_DATA IN THIS EXERCISE_:
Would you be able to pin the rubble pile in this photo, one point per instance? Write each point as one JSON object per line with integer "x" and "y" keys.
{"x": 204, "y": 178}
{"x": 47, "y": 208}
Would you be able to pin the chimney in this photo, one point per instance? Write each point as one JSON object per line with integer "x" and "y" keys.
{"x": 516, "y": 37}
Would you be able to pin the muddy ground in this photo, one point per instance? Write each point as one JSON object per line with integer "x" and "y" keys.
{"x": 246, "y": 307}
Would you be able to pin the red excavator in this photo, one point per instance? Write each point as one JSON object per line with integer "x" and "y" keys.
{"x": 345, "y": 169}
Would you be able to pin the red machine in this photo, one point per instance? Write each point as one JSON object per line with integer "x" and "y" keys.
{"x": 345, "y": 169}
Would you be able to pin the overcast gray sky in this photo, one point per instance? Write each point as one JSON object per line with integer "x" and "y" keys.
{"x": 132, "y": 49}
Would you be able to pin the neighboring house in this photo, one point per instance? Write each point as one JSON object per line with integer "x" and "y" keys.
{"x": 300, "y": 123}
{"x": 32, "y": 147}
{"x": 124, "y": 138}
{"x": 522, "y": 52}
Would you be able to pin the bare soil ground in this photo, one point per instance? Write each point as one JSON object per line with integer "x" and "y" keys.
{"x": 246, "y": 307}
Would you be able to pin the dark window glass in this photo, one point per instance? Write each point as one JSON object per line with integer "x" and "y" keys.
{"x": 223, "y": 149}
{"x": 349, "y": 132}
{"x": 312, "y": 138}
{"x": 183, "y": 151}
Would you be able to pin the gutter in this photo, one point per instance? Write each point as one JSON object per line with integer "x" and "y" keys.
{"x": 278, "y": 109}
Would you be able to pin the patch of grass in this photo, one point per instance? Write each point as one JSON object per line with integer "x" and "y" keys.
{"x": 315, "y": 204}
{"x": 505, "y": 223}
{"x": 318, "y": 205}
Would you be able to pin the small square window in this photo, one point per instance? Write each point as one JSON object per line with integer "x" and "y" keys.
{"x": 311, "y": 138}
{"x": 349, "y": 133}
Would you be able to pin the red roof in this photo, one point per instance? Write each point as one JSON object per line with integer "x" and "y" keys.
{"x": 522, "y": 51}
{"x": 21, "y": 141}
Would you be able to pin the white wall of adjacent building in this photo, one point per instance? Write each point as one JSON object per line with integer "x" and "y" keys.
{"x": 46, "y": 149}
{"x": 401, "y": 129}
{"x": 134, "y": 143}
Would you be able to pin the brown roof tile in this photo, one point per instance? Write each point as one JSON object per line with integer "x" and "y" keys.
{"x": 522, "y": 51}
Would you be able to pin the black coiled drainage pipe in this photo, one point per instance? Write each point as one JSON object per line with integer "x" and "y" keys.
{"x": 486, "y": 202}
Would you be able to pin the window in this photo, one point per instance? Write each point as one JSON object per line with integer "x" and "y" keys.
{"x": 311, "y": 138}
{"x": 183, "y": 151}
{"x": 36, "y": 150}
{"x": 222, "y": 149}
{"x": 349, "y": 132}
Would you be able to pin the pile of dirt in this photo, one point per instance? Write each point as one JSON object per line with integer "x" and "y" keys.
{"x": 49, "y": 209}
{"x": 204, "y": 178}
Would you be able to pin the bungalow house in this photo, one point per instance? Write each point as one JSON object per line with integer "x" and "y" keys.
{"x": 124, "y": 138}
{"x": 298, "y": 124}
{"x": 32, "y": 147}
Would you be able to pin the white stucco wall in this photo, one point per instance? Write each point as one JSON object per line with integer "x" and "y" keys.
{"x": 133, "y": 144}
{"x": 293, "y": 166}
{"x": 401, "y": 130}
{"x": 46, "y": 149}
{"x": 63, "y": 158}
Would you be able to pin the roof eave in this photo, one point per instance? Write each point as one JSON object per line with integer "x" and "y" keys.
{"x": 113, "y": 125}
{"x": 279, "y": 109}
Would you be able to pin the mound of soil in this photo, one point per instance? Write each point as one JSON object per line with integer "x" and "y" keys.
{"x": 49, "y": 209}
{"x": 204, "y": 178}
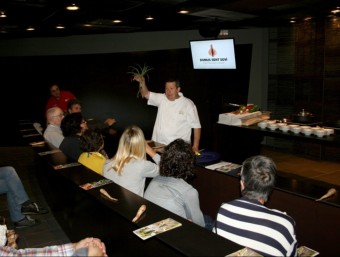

_STATED TASK_:
Starting at the line that contains "Would you be able to pin the black" and continuing through the end of the listing, write those lines out again with "pin" swapped for "mark" and nothing else changed. Leave the pictures out.

_FINISHED EXERCISE_:
Would you be able to mark the black coiled drainage pipe in this photo, one point per instance? Write each point as one JSON object per line with integer "x" and "y" keys.
{"x": 486, "y": 202}
Would you be able to mark the window in this photo, one point per instance? Write each point as one JSON object per line with integer "x" and "y" keys.
{"x": 311, "y": 138}
{"x": 183, "y": 151}
{"x": 36, "y": 150}
{"x": 222, "y": 149}
{"x": 349, "y": 132}
Would you be able to mark the pile of dirt in this photo, one point per instance? Write each point as one JSON object per line with integer "x" and "y" keys.
{"x": 49, "y": 209}
{"x": 204, "y": 178}
Would you be able to mark the bungalow house in this photo, one point per instance? Write each point as one JSON object per line with integer "x" and "y" keys.
{"x": 124, "y": 138}
{"x": 298, "y": 124}
{"x": 32, "y": 147}
Would you be able to mark the white stucco wall in this photo, one point per instance? Write each point as one JSON object per line with integer "x" and "y" keys.
{"x": 133, "y": 144}
{"x": 293, "y": 166}
{"x": 401, "y": 130}
{"x": 46, "y": 149}
{"x": 63, "y": 158}
Would you be able to mark the roof eave in this photo, one point per instance? Write each point as one JSON object per line with integer "x" and "y" keys.
{"x": 113, "y": 125}
{"x": 279, "y": 109}
Would you be able to mark the mound of soil in this photo, one point per instance? Write each point as one JSON object per line with integer "x" and "y" keys.
{"x": 49, "y": 209}
{"x": 204, "y": 178}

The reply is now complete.